Record extracts
*****

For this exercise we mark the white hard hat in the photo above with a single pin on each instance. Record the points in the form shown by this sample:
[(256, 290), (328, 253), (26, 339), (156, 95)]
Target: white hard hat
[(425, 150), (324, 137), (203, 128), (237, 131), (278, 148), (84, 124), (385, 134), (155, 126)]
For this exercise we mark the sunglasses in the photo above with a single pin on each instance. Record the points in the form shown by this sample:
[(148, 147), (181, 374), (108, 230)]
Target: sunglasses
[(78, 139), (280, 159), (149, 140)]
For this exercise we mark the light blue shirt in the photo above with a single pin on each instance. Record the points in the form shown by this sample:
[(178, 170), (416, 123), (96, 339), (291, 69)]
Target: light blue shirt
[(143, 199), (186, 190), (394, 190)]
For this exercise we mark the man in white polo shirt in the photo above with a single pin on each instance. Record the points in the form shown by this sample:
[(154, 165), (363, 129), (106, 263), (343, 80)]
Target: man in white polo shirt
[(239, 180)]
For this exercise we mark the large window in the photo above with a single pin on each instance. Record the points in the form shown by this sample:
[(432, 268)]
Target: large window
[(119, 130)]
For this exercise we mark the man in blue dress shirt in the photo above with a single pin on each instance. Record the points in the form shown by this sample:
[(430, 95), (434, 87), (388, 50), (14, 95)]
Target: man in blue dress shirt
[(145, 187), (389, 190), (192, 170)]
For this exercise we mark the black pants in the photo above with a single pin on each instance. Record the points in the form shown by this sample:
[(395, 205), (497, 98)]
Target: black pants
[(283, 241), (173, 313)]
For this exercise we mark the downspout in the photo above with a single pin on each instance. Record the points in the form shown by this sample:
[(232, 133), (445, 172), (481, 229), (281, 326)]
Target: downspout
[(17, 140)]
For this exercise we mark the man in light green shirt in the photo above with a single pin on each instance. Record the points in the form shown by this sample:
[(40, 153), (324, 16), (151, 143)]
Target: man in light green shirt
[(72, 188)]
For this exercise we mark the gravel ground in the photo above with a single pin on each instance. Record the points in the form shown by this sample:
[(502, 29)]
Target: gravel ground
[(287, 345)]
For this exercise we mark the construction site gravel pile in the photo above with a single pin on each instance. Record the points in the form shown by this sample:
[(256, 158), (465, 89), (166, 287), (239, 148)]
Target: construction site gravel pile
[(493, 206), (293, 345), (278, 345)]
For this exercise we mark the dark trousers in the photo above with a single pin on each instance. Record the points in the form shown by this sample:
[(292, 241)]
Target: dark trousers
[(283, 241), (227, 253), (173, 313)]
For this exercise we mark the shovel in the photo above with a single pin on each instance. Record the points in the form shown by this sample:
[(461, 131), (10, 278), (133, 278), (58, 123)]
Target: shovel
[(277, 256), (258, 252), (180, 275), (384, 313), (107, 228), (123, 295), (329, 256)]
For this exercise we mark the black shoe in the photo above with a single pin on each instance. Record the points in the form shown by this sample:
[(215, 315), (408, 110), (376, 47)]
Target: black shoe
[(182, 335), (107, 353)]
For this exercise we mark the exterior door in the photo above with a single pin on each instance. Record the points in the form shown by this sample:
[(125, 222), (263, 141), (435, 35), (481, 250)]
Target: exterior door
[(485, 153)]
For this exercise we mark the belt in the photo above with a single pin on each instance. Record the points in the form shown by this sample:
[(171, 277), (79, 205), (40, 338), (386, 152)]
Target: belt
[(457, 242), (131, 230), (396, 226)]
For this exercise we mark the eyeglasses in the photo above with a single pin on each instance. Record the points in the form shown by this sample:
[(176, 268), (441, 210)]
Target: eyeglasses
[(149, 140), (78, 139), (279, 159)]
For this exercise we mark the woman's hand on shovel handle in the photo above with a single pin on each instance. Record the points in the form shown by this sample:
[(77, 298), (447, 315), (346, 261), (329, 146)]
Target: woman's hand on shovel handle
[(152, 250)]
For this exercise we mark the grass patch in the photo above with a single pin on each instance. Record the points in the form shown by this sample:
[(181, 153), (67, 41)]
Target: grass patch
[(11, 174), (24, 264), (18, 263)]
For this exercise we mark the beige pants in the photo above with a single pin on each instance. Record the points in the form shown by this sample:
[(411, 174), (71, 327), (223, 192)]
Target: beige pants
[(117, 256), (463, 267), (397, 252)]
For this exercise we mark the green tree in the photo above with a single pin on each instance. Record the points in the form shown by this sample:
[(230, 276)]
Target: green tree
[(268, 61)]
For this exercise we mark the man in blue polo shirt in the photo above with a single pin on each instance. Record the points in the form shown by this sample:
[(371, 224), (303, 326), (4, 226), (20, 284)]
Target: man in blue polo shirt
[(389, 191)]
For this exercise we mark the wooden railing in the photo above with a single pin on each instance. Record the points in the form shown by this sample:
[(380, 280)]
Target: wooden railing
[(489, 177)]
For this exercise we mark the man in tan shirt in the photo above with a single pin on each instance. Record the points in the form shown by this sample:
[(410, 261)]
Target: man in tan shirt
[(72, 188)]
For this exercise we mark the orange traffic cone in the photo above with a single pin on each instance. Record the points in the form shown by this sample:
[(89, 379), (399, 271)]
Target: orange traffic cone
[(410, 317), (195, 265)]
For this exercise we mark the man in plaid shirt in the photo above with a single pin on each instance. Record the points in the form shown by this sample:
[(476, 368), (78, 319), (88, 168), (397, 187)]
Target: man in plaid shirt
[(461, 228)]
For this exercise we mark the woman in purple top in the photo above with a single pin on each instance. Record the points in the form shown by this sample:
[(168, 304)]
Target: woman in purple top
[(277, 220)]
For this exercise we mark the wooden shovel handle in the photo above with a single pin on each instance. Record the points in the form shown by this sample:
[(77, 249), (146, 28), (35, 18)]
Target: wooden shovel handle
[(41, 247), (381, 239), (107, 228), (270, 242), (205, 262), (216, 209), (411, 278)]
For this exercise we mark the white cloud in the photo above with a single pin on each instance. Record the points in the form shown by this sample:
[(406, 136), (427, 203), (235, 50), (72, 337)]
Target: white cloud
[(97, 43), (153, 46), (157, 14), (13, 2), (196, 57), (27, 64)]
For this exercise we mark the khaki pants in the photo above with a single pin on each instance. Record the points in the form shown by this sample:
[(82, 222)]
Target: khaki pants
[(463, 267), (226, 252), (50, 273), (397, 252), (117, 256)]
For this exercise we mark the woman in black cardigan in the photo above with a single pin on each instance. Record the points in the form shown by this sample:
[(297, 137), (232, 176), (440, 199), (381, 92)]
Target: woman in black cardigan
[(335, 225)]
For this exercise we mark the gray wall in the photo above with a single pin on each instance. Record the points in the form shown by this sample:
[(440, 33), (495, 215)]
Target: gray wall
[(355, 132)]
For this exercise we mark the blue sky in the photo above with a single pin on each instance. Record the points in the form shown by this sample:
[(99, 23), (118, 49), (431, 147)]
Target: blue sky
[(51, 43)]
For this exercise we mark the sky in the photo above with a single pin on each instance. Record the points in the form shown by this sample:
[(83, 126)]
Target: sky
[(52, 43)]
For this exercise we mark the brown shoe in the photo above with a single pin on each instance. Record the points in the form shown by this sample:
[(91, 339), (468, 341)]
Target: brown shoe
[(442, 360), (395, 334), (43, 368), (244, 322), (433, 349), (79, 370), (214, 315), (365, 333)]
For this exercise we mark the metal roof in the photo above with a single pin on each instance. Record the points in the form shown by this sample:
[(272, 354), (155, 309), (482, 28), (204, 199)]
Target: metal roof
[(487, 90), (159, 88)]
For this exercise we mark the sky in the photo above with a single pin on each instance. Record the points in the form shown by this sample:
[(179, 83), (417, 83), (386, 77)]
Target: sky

*****

Your instructions
Can you reproduce all of the material above with every "single pin" changed to "single dot", leaving everything else unchanged?

Correct answer
For this exercise we mark the white hard hat in the photo above with a single dot on each instance. Record the points in the form shown by this sample:
[(256, 290), (328, 253), (26, 339), (156, 95)]
Target: white hard hat
[(425, 150), (324, 137), (203, 128), (237, 131), (278, 148), (84, 124), (385, 134), (155, 126)]
For this exercise we mark the sunglasses in the photo above with a single dot on each instance. Record the points in the form shown by this sample:
[(148, 147), (181, 374), (108, 230)]
Target: sunglasses
[(78, 139), (280, 159), (149, 140)]
For this exercise we mark the light blue shirt in the photo above with a single dot on each instance. Record the points in the form shown by this sample:
[(178, 170), (416, 123), (96, 339), (291, 69)]
Target: light blue shirt
[(143, 199), (186, 190), (394, 190)]
For this exercise we mark the man in white polo shirt in the photo above with a single dot on each instance. Record the points in the form shown by this sample:
[(154, 165), (363, 129), (106, 263), (343, 80)]
Target: man in white polo shirt
[(239, 180)]
For this exercise we mark the large window in the photo above with a single dot on each instance. Record the points in the form shown by this sample:
[(432, 268)]
Target: large window
[(119, 130)]
For this exercise we mark the man in blue dress shirt in the photo above with a single dot on each instance. Record the points in the form shown by this sample:
[(430, 95), (434, 87), (388, 50), (14, 95)]
Target: man in blue dress shirt
[(145, 187), (389, 190), (192, 170)]
For this exercise we mark the black pants in the photo above with a single dot on each instance. Record the points in the form shown by this sample:
[(395, 205), (497, 98)]
Target: black pants
[(283, 241), (173, 313)]
For this exercise we mark the downspout in the photo above with a single dot on each instance. Record the points in the form shown by this sample:
[(232, 133), (445, 172), (481, 229), (281, 326)]
Target: downspout
[(17, 140)]
For this exercise we mark the man in light green shirt in the photo above with a single dot on each instance. Record the points in the form shown by this sample:
[(40, 153), (324, 16), (151, 143)]
Target: man in light green shirt
[(72, 188)]
For this exercise we mark the gravel ground in the photo above with a single dot on each instance. Record the points in the form shown by this sample:
[(502, 29)]
Target: gravel ground
[(287, 345)]
For this exercise we mark the construction site gravel pile in the photo above with a single dot on each instance. Record the points in the form shown by this sample:
[(256, 158), (465, 89), (166, 287), (239, 148)]
Target: construction site gravel pile
[(493, 206), (293, 345), (278, 345)]
For this exercise we mark the dark trousers in the photo above with a single dot on each instance. Record the points in the form shown by this sample:
[(292, 241)]
Target: dark trousers
[(283, 241), (227, 253), (173, 313)]
For this exercise we mark the shovel in the photo above with a single dot on each instance. Record the points in the form shown by this sample:
[(461, 131), (10, 278), (133, 278), (58, 123)]
Target: shovel
[(277, 256), (258, 252), (180, 275), (384, 313), (107, 228), (123, 295), (329, 256)]
For this exercise we mark the black shoe in the photo above with a single dot on each instance. Record the points in the form shown by this sample:
[(215, 315), (408, 110), (376, 47)]
Target: black shoe
[(182, 335), (107, 353)]
For this exercise we mark the exterior door in the photo above with a single dot on each instance. Record the points in the form shown by this sample:
[(125, 222), (263, 141), (435, 35), (481, 250)]
Target: exterior door
[(485, 153)]
For this exercise we mark the belt in the photo above with a single dot on each instance. Record the points in the form shown by this sample:
[(171, 277), (79, 205), (40, 338), (386, 152)]
Target: belt
[(457, 242), (131, 230), (396, 226)]
For this exercise we mark the eyeglasses in the photo above with a single dot on each instance. Record the points in the form shown by this sample:
[(176, 268), (441, 210)]
Target: eyeglasses
[(149, 140), (78, 139), (279, 159)]
For this exercise we mark the woman's hand on shovel handle in the photo above with a single dot on each instance. Record the points in the form shown by this sample:
[(77, 298), (447, 315), (346, 261), (329, 146)]
Target: woman's hand on shovel handle
[(152, 250)]
For this exercise we mark the grass patch in the photo above with a single dot on each instance. Record the points in the form shown by this sample:
[(181, 153), (67, 41)]
Target: grass patch
[(11, 174), (24, 264), (18, 263)]
For this exercise we mark the beige pants in the photo above with a single dot on each instance. Record the points in the form shown by this sample:
[(411, 174), (71, 327), (223, 192)]
Target: beige pants
[(117, 256), (463, 267), (397, 252)]
For this exercise we mark the green tree in the photo above with a single dot on each instance. Record the points in the form shown by this sample:
[(230, 276)]
Target: green tree
[(268, 61)]
For this exercise we mark the man in blue polo shirt in the photo above with a single dot on each instance. Record the points in the form shown by this sample:
[(371, 224), (303, 326), (4, 226), (20, 284)]
Target: man in blue polo shirt
[(389, 191)]
For this exercise we mark the wooden railing in the photo above with a single dot on each instance. Record the points in the form shown by this sample:
[(380, 280)]
Target: wooden railing
[(489, 177)]
For this exercise we mark the man in tan shirt in the photo above with a single dot on each instance. Record the points in the form shown by this sample:
[(410, 261)]
Target: man in tan shirt
[(72, 188)]
For this exercise we mark the orange traffic cone in the photo above with a single dot on each instance. Record the points in the form shown by this sample:
[(89, 379), (399, 271)]
Target: orange traffic cone
[(410, 317), (195, 265)]
For this exercise we mark the man in plaid shirt in the photo above with a single dot on each instance. Record the points in the form shown by this sample:
[(476, 368), (78, 319), (88, 168), (397, 187)]
Target: man in plaid shirt
[(461, 228)]
For this exercise we mark the woman in purple top in the photo above with a single dot on each instance. Record the points in the form shown by this sample:
[(168, 304)]
Target: woman in purple top
[(277, 220)]
For this exercise we mark the wooden shovel handle in the photo above with a single dot on each instance. Record the points in the form shown by this sample:
[(77, 249), (146, 28), (35, 18)]
Target: wooden shovel handle
[(41, 247), (381, 239), (107, 228), (270, 242), (205, 262), (216, 209), (411, 278)]
For this exercise we mark the white cloud in the photo above with a single dot on each instance. Record the points in the form shown by this sample:
[(406, 136), (427, 203), (235, 50), (72, 337)]
Target: white cloud
[(97, 43), (153, 46), (157, 14), (13, 2), (196, 57), (27, 64)]
For this exercise we mark the khaki pants in the photo above with a single dot on each instance. Record the points in the form shown by this sample:
[(82, 222)]
Target: khaki pants
[(463, 267), (226, 252), (50, 273), (397, 252), (117, 256)]
For this exercise we mark the woman in black cardigan in the photo above with a single dot on each instance. Record the points in the form shown by this sample:
[(297, 137), (232, 176), (440, 199), (381, 92)]
Target: woman in black cardigan
[(335, 225)]
For this exercise we mark the gray wall in the photo above with a single dot on each instance. Record the points in the form shown by this sample:
[(440, 33), (495, 215)]
Target: gray wall
[(355, 132)]
For this exercise we mark the blue sky in the photo above with a single dot on each instance. Record the points in the form shown by this sample:
[(99, 23), (118, 49), (431, 147)]
Target: blue sky
[(51, 43)]
For this exercise we mark the sky in the photo above with a single dot on each instance. Record the points in the form shown by this sample:
[(83, 126)]
Target: sky
[(52, 43)]
For this exercise we mark the brown shoe in the photo above with a single dot on each instance. Record the points in the form shown by this sample:
[(91, 339), (468, 341)]
Target: brown shoe
[(442, 360), (395, 334), (43, 368), (244, 322), (433, 349), (79, 370), (214, 315), (365, 333)]
For this exercise we mark the metal roof in the photo above with a single dot on each instance. Record the points in the form shown by this sample:
[(272, 354), (155, 309), (482, 28), (204, 199)]
Target: metal roof
[(487, 90), (159, 88)]
For this exercise we mark the sky in the photo above with a single dot on each instance. Record the points in the form shown by this sample:
[(179, 83), (417, 83), (386, 77)]
Target: sky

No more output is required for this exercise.